**Task objective**. Beginning with the line that contains "Target: the motel building", copy each subsequent line of the data below through the last one, including both ends but not the pictures.

**Dataset content**.
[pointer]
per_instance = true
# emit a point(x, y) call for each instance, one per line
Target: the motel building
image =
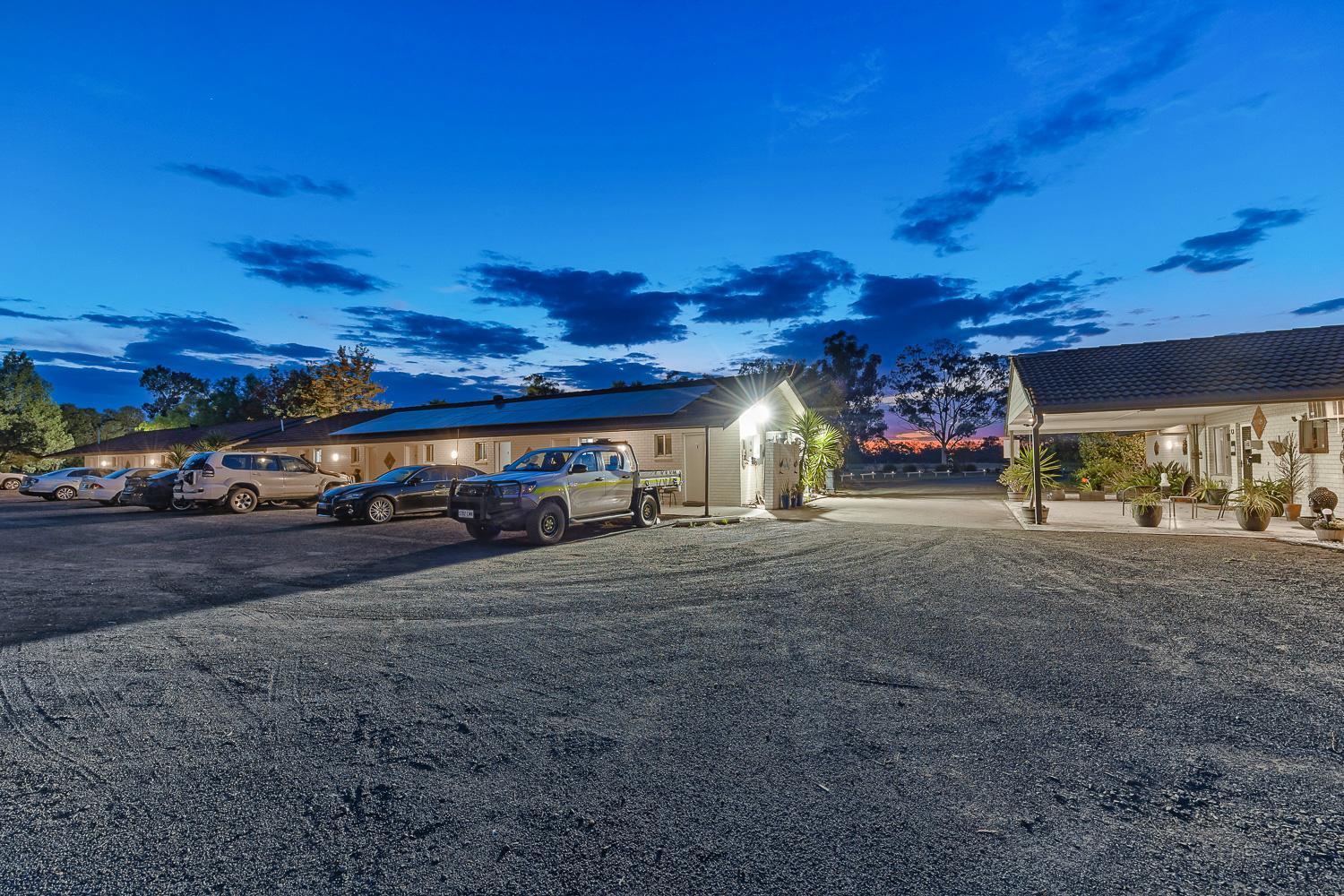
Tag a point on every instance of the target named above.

**Reply to the exercise**.
Target: the motel building
image =
Tag a point on every instance of the target named above.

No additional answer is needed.